| Data provided |
╭──
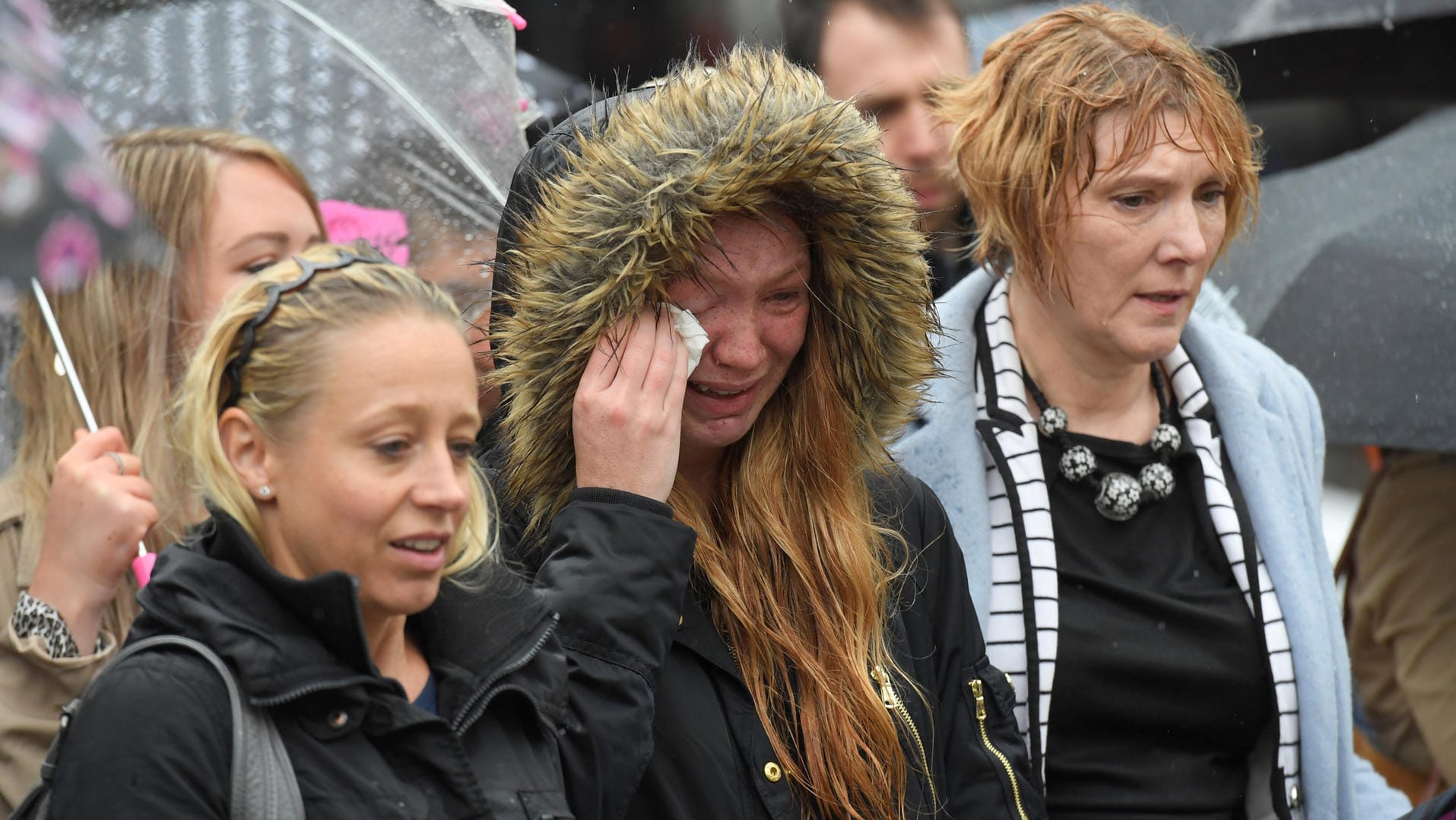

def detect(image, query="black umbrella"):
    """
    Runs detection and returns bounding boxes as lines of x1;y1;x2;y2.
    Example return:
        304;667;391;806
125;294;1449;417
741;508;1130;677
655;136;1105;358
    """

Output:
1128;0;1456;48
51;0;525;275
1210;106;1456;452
╰──
╭──
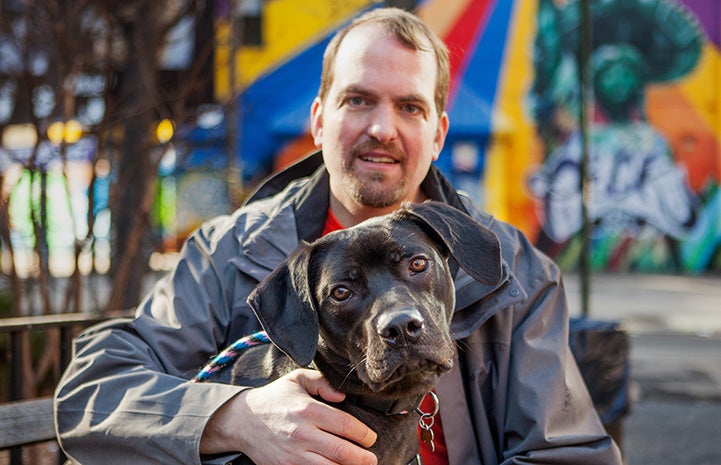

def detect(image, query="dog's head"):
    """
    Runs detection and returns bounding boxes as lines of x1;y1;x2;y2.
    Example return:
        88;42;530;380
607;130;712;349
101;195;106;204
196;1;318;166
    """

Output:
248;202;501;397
╰──
╭──
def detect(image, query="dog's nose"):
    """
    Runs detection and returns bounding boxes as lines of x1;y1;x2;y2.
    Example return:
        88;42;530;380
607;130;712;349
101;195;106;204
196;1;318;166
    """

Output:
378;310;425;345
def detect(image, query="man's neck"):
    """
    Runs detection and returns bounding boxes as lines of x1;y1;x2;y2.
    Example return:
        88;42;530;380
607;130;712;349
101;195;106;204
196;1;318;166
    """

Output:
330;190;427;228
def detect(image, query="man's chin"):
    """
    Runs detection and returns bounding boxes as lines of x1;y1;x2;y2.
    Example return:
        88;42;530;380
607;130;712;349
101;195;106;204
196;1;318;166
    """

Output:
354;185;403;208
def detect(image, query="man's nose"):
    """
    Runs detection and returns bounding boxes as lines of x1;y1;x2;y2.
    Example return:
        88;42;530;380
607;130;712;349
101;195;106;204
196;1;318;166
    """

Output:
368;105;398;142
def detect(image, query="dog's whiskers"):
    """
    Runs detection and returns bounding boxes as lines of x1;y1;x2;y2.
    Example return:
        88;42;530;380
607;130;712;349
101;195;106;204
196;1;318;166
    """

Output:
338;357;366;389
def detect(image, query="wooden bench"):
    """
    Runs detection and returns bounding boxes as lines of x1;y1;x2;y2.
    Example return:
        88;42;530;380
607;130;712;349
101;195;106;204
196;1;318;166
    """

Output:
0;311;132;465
╰──
| Work to do |
List every line of the material above that contains the string "nose", treating uppercase and lowercase letters as distinct.

| Result below |
def detect(image, query="dog's nose"):
def detect(image, query="man's nose"):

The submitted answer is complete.